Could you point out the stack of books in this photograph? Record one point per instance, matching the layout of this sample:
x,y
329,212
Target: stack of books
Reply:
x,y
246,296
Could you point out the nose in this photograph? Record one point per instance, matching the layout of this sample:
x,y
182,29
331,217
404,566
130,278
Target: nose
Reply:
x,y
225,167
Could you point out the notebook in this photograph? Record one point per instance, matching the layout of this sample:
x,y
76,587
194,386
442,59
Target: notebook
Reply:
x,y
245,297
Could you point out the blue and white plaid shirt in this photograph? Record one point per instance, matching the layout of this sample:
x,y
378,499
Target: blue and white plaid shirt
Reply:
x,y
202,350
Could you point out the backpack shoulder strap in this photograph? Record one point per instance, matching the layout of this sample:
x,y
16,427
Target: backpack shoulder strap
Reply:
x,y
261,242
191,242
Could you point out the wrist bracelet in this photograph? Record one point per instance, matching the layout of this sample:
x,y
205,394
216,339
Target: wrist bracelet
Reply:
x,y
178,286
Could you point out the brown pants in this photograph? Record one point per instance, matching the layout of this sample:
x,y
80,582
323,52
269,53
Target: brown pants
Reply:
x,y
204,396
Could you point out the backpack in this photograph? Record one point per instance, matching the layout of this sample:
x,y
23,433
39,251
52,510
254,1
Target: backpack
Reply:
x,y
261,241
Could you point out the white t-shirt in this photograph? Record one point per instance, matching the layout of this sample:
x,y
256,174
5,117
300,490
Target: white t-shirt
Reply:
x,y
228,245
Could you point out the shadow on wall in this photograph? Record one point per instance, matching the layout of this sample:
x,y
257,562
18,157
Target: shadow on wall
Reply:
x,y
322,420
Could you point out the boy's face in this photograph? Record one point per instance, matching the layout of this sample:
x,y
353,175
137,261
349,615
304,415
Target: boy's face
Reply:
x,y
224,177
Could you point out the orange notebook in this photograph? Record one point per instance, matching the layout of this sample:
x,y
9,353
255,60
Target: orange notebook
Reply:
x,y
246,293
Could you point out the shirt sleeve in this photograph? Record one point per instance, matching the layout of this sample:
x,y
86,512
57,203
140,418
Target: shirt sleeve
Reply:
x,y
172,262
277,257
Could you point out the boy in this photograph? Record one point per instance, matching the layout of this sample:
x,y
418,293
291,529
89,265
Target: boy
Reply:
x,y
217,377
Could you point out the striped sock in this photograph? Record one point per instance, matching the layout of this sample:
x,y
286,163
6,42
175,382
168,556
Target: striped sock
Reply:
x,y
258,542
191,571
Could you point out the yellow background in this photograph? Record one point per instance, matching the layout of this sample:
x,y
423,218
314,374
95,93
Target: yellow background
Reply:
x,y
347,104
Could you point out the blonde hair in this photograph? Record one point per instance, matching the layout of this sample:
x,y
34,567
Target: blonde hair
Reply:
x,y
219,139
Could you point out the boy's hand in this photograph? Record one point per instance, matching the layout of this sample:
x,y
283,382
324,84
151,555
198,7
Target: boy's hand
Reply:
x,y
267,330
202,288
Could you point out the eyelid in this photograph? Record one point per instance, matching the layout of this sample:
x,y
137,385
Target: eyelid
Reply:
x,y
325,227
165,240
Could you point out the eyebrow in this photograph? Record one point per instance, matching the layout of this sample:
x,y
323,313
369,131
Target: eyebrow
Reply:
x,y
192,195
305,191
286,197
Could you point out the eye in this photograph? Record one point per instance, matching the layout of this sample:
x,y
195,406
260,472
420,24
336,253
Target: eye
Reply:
........
-- Task statement --
Reproduce every one of the lines above word for word.

-- Result of this task --
Could you point out the stack of books in this photograph? Record one point per instance, matching the layout of this sample:
x,y
329,212
Target: stack of books
Reply:
x,y
246,296
Could you point out the nose in this photograph? Record one point per instance, matching the layout of this sample:
x,y
182,29
331,217
404,566
130,278
Target: nose
Reply:
x,y
225,167
Could you point out the notebook in this photograph? Record one point per instance, matching the layout of this sample:
x,y
76,587
194,386
442,59
Target: notebook
Reply:
x,y
245,297
Could you point out the blue and white plaid shirt in this photograph? Record one point per instance, matching the layout of this sample:
x,y
378,499
Target: blue and white plaid shirt
Reply:
x,y
202,350
Could you point out the backpack shoulder strap in this photograph? Record one point per instance, matching the layout of this sample:
x,y
16,427
Target: backpack shoulder strap
Reply:
x,y
261,242
191,242
Could you point out the wrist bracelet in this photograph? Record one point per instance, matching the layout of this sample:
x,y
205,394
216,339
Target: wrist bracelet
Reply:
x,y
178,286
Could you point out the brown pants in this photograph? Record one point per instance, matching the layout of this sample:
x,y
80,582
323,52
269,53
Target: brown pants
Reply:
x,y
204,396
Could you point out the backpack in this photograph? Record one point per instance, matching the layout of this sample:
x,y
23,433
39,251
52,510
254,1
Target: backpack
Reply:
x,y
261,241
Could you point out the white t-shirt in this photograph? Record one point per instance, matching the layout of this sample:
x,y
256,174
5,117
300,490
Target: white t-shirt
Reply:
x,y
228,245
Could you point out the shadow on wall in this photograph? Record one point per instance, matching the layout of this sample:
x,y
257,562
18,157
Target: shadow on wall
Reply:
x,y
322,420
Could you point out the boy's face in this photograph? Record one point per instance, matching the layout of this sample:
x,y
353,175
137,261
349,615
304,415
Target: boy's face
Reply:
x,y
224,177
Could you point out the orange notebook in this photograph? Record one point per instance, matching the layout of this sample:
x,y
9,353
255,60
Target: orange notebook
Reply:
x,y
246,293
Could you point out the shirt sleeve in this photograph? Record one point per instance, matching the layout of this sample:
x,y
86,512
57,203
140,418
Target: shirt sleeve
Reply:
x,y
172,262
277,257
Could you point out the boy in this photograph? Record one point per instance, matching the layout of this sample:
x,y
418,293
291,529
89,265
Target: boy
Reply:
x,y
217,377
Could you point out the striped sock in this photograph? Record one point per instance, matching the layout of this sample:
x,y
286,163
6,42
175,382
168,556
Target: striped sock
Reply:
x,y
258,542
191,571
Could you point out the yellow background in this photograph? Record one point per instance, matching the layout of this sample:
x,y
423,218
314,374
95,93
Target: yellow background
Reply:
x,y
347,104
Could you point out the blonde hair in this photograph? Record one point per instance, matching the layout of this sample:
x,y
34,567
Target: blonde hair
Reply:
x,y
219,139
Could you point out the boy's hand in this photograph? Record one point per instance, matching the layout of this sample:
x,y
283,382
324,84
151,555
198,7
Target: boy's hand
Reply:
x,y
267,330
202,288
Could you point out the eyelid in this photograph? Record one point per instance, matching the layout of this sample:
x,y
137,385
Target: eyelid
Reply:
x,y
325,227
165,240
Could you point out the eyebrow in this photograph? Record one point per instance, matching the layout of this sample:
x,y
323,313
369,131
Target: eyebrow
Reply:
x,y
192,195
305,191
286,197
Could you point out the eye in this photograph? Record one point per instance, matching the layout of this sample:
x,y
195,406
260,472
420,24
336,253
Target: eye
Reply:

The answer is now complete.